> SOURCE PASSAGE:
■ ■ ■ ■ ■ ■ ■
Ghost hearts could relieve the shortage of donor organs

Cellaviva Danmark - December 17, 2020

A regenerative method for heart construction

The goal is to create transplantable hearts that do not risk being rejected

The heart is our most important muscle, but also one of the most complicated organs in our body. Dr. Taylor at the Texas Heart Institute is well on her way on creating a prototype of a living, beating human heart that may one day be ready to be placed in the chest of a dying patient.


Pioneered the creation of “ghost hearts”

At the Texas Heart Institute, Doris Taylor is developing a regenerative method for heart construction. She pioneered the creation of “ghost hearts”—animal hearts that are stripped of their original cells, leaving only the protein structure behind and injected with stem cells to create a personalized heart. A decellularized “ghost heart” can serve as a scaffold upon which to grow a working heart from human stem cells. So far, Taylor and her scientists have successfully implanted tissue-engineered hearts into rats and pigs. They hope ultimately to create personalized human hearts and help relieve the shortage of donor organs.

“A ghost heart is essentially a heart from which we’ve removed all the cells, leaving the scaffold behind where the cells normally reside.” says Dr Taylor.


The goal

Their goal is to create transplantable hearts that do not risk being rejected, by building them with heart cells from the patients themselves.

Eventually, she believes, scientists will use this technique to create tailor-made organs for human heart transplants using a patient’s own stem cells. This could mean an end to all organ shortages and anti-rejection drugs, as well as a revolution in cardiovascular surgery. Taylor expects a fully functioning liver made from a recipient’s own cells will precede the heart by several years.

Taylor estimates that it will be only 10 or 15 years before a functioning heart is implanted into an adult (pediatric hearts are smaller and require less muscle, so that could happen sooner)—“if we do it right,” she emphasizes. “And what I mean by that is that although it’s sexy to be first, it’s better to be best.”

”Imagine a world where a patient who needs a heart transplant can go to a lab and provide a sample of their cells. A facility led by experts in cell biology and tissue engineering would exponentially grow the patient’s cells to the tune of billions. Using the technique developed by my lab, they would create a “ghost heart” from a human-sized pig heart, reseed it with the patient’s cells, and then grow and mature the heart in an artificial body, a bioreactor. The patient then would receive a heart transplant that his or her body accepts, saving their life and eliminating the need for lifelong anti-rejection drugs.”
■ ■ ■ ■ ■ ■ ■
> EXTRACTED RECORDS:

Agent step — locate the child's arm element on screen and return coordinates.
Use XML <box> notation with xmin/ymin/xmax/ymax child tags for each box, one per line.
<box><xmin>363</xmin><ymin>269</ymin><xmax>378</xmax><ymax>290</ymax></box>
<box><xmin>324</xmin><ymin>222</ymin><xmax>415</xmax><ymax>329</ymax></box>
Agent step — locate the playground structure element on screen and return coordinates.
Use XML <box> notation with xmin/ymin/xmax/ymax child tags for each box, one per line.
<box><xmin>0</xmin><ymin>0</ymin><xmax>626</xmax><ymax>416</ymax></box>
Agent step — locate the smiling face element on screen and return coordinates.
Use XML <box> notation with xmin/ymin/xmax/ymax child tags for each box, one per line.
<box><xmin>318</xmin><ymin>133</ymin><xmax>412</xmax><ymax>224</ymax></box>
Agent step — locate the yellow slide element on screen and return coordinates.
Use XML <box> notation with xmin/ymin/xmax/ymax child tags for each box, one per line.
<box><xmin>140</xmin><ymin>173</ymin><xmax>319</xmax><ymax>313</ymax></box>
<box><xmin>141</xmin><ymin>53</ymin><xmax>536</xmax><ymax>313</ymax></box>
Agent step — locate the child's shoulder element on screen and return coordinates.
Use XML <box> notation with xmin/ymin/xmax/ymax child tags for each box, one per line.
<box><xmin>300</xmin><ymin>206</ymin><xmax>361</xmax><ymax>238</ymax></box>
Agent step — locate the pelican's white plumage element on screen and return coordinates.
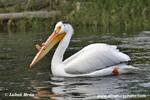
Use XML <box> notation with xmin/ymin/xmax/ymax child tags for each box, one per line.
<box><xmin>32</xmin><ymin>21</ymin><xmax>138</xmax><ymax>77</ymax></box>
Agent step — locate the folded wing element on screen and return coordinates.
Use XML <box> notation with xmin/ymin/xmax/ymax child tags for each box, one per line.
<box><xmin>64</xmin><ymin>43</ymin><xmax>130</xmax><ymax>74</ymax></box>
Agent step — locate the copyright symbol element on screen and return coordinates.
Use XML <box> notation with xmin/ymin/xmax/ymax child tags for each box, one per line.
<box><xmin>5</xmin><ymin>93</ymin><xmax>8</xmax><ymax>96</ymax></box>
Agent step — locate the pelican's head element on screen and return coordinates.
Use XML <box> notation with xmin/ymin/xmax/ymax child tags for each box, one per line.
<box><xmin>30</xmin><ymin>21</ymin><xmax>74</xmax><ymax>67</ymax></box>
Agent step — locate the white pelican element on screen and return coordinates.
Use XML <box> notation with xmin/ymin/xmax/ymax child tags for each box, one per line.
<box><xmin>30</xmin><ymin>21</ymin><xmax>138</xmax><ymax>77</ymax></box>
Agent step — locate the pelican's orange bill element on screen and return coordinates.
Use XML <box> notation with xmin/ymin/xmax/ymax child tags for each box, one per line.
<box><xmin>30</xmin><ymin>32</ymin><xmax>66</xmax><ymax>68</ymax></box>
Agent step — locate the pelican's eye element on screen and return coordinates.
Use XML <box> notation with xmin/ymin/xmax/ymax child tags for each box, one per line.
<box><xmin>56</xmin><ymin>26</ymin><xmax>61</xmax><ymax>33</ymax></box>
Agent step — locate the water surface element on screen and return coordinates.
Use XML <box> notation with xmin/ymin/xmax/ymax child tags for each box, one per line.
<box><xmin>0</xmin><ymin>27</ymin><xmax>150</xmax><ymax>100</ymax></box>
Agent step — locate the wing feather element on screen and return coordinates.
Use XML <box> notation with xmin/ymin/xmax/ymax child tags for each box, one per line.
<box><xmin>64</xmin><ymin>43</ymin><xmax>130</xmax><ymax>74</ymax></box>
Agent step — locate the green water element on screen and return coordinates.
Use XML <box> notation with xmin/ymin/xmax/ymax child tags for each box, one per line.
<box><xmin>0</xmin><ymin>27</ymin><xmax>150</xmax><ymax>100</ymax></box>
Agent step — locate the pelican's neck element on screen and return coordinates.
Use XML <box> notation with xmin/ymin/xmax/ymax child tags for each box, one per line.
<box><xmin>52</xmin><ymin>31</ymin><xmax>72</xmax><ymax>67</ymax></box>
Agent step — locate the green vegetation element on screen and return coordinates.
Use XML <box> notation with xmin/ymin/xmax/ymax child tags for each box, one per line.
<box><xmin>0</xmin><ymin>0</ymin><xmax>150</xmax><ymax>29</ymax></box>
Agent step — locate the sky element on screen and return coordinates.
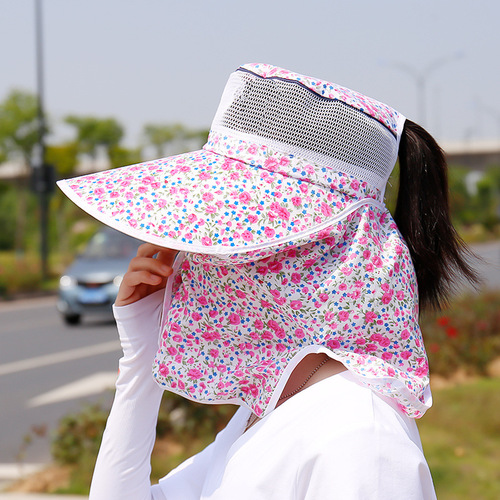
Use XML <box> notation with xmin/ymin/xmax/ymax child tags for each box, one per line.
<box><xmin>0</xmin><ymin>0</ymin><xmax>500</xmax><ymax>146</ymax></box>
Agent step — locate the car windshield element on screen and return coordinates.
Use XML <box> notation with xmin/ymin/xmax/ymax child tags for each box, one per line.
<box><xmin>82</xmin><ymin>230</ymin><xmax>142</xmax><ymax>259</ymax></box>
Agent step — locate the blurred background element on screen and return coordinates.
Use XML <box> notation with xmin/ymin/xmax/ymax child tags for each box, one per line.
<box><xmin>0</xmin><ymin>0</ymin><xmax>500</xmax><ymax>499</ymax></box>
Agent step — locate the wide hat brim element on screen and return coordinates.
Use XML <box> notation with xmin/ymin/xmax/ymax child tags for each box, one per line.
<box><xmin>58</xmin><ymin>145</ymin><xmax>382</xmax><ymax>256</ymax></box>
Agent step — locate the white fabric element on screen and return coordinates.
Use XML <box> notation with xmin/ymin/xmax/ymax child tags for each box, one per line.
<box><xmin>90</xmin><ymin>292</ymin><xmax>435</xmax><ymax>500</ymax></box>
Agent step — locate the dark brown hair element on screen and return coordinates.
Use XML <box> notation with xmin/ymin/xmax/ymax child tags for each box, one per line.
<box><xmin>394</xmin><ymin>120</ymin><xmax>479</xmax><ymax>309</ymax></box>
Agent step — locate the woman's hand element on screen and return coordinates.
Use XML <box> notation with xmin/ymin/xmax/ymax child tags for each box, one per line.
<box><xmin>115</xmin><ymin>243</ymin><xmax>177</xmax><ymax>306</ymax></box>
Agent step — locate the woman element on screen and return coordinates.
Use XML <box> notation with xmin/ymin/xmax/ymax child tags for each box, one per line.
<box><xmin>60</xmin><ymin>64</ymin><xmax>476</xmax><ymax>500</ymax></box>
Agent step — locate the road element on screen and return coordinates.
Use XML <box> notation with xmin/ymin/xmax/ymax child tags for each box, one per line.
<box><xmin>0</xmin><ymin>298</ymin><xmax>121</xmax><ymax>481</ymax></box>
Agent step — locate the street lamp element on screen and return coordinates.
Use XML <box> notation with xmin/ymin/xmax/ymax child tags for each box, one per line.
<box><xmin>389</xmin><ymin>52</ymin><xmax>463</xmax><ymax>126</ymax></box>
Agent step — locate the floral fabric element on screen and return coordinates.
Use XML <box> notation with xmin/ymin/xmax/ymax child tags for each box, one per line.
<box><xmin>59</xmin><ymin>64</ymin><xmax>431</xmax><ymax>417</ymax></box>
<box><xmin>60</xmin><ymin>133</ymin><xmax>386</xmax><ymax>258</ymax></box>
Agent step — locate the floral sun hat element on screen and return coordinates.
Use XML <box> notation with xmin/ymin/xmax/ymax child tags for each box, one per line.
<box><xmin>59</xmin><ymin>64</ymin><xmax>431</xmax><ymax>417</ymax></box>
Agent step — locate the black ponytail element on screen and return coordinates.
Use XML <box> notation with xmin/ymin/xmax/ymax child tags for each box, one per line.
<box><xmin>394</xmin><ymin>120</ymin><xmax>479</xmax><ymax>309</ymax></box>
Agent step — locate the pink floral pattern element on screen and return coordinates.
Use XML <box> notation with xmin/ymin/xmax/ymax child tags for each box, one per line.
<box><xmin>241</xmin><ymin>63</ymin><xmax>400</xmax><ymax>135</ymax></box>
<box><xmin>153</xmin><ymin>205</ymin><xmax>429</xmax><ymax>417</ymax></box>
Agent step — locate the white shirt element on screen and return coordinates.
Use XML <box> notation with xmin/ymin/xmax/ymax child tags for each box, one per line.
<box><xmin>90</xmin><ymin>292</ymin><xmax>436</xmax><ymax>500</ymax></box>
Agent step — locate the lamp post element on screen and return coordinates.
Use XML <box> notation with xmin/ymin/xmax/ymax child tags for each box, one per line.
<box><xmin>390</xmin><ymin>52</ymin><xmax>463</xmax><ymax>126</ymax></box>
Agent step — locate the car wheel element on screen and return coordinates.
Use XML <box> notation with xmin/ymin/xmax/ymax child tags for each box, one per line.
<box><xmin>63</xmin><ymin>314</ymin><xmax>81</xmax><ymax>325</ymax></box>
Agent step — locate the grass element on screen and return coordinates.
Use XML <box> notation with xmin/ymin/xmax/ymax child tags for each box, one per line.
<box><xmin>419</xmin><ymin>378</ymin><xmax>500</xmax><ymax>500</ymax></box>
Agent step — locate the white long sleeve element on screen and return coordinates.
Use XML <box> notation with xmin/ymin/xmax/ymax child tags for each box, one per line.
<box><xmin>89</xmin><ymin>291</ymin><xmax>165</xmax><ymax>500</ymax></box>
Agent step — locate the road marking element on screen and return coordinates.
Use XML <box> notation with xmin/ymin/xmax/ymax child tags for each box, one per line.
■ ■ ■ ■ ■ ■ ■
> DESCRIPTION OF THE TASK: According to the ghost hearts article, which animals have Taylor and her scientists successfully implanted tissue-engineered hearts into so far? Please answer briefly.

> WRITTEN ANSWER: Rats and pigs.